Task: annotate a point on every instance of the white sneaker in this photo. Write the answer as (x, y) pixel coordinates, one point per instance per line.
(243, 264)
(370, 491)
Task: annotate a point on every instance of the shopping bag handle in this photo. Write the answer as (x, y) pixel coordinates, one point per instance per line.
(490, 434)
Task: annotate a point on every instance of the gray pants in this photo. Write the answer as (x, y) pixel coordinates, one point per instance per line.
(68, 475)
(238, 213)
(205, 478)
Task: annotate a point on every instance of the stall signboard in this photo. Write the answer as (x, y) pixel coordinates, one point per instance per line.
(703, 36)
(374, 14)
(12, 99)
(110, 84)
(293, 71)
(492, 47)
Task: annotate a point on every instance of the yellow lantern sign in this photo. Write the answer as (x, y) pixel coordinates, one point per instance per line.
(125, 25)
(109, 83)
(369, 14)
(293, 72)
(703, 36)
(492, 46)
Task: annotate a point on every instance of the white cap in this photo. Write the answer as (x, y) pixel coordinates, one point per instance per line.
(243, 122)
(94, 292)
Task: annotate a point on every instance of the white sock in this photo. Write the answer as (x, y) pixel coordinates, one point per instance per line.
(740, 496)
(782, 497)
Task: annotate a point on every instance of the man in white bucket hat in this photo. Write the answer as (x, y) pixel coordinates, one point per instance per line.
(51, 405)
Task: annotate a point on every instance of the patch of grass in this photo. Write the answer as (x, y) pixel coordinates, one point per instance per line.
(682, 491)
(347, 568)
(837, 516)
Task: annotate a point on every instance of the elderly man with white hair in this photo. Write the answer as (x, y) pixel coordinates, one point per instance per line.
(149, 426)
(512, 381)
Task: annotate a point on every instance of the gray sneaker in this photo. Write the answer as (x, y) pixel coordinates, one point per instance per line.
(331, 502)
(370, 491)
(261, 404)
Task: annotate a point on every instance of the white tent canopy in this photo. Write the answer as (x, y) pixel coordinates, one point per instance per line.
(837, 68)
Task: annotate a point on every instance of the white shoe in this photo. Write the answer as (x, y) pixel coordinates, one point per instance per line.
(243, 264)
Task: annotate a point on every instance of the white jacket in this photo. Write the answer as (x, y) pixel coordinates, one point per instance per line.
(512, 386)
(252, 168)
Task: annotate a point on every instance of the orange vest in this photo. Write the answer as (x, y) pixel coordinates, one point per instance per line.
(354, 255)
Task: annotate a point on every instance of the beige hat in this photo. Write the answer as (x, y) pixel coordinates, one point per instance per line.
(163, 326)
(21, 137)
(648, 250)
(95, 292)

◆ What the task requires: All of the material should be given again, character for character.

◆ Response for this exercise:
Task: annotate a point on every instance of the white sneaker in this photo. Write the answer as (x, y) pixel coordinates, one point per instance per line.
(243, 264)
(370, 491)
Task: annotate a point on every instance of the shopping bag handle in this photo. Write the answer as (x, y) pixel coordinates, one point per instance per line.
(490, 434)
Task: annotate a point on every instance of the gray pants in this photo. Write the answer as (x, y) pixel coordinates, one point per instance per line.
(68, 475)
(238, 213)
(205, 478)
Task: annotate a point on every instance of the stall signboard in this photo. Write the answer as (x, y) pixel coordinates, one point per instance per line.
(703, 36)
(374, 14)
(12, 99)
(110, 84)
(293, 71)
(492, 47)
Task: annotate a point on every instance of the yellow lantern sign in this photo. Write the answer as (x, y) pixel coordinates, one point per instance per line.
(125, 25)
(109, 83)
(369, 14)
(293, 72)
(703, 36)
(492, 46)
Task: annotate a point on every instance of the white cap in this photo. Write the answer as (x, y) pixel coordinates, one point per instance per line.
(243, 122)
(94, 292)
Task: annotate a point on every instance of the white sock in this photo. Write the answer as (x, y) pixel coordinates, one point per instance per line.
(740, 496)
(782, 497)
Task: annotate a point on every instance of the man in white bucket hat in this photo. Write the answer as (x, y) pixel coordinates, one point per instance per line.
(51, 405)
Task: annotate a point on every instance of the patch of grass in this photo. Write the answer as (x, y) pixel coordinates, one point per instance per line.
(682, 491)
(347, 568)
(837, 516)
Task: annotate a point on every instance of the elderly man with white hair in this photo. Write the answer as (x, y) pixel coordinates, one point per instance per line.
(149, 426)
(512, 381)
Task: annotate a point on every instance of the gray sneaker in this photo. Write the answer as (x, y) pixel coordinates, one point per instance per line.
(331, 502)
(370, 491)
(261, 404)
Task: annotate a point on every instance of the white tent canopy in this photo. Write the answer as (x, y) pixel coordinates, one point per instance per line.
(837, 68)
Task: annotate a point on every instance of the white shoe in this photo. Write the answer as (x, y) pixel coordinates, one point per instance per line.
(243, 264)
Task: annotate a point on every instance of the white jacket in this photo. Write the answer as (x, y) pixel coordinates, one point per instance per line.
(512, 386)
(252, 168)
Task: annotate a point on every instance of the orange vest in this photo. Write the answer as (x, y) pixel coordinates, one point per instance per line.
(354, 255)
Task: annotate a point on every instance of the beige hat in this photo. Write the answer as (x, y) pixel coordinates, one point per instance per line.
(163, 326)
(21, 137)
(648, 250)
(95, 292)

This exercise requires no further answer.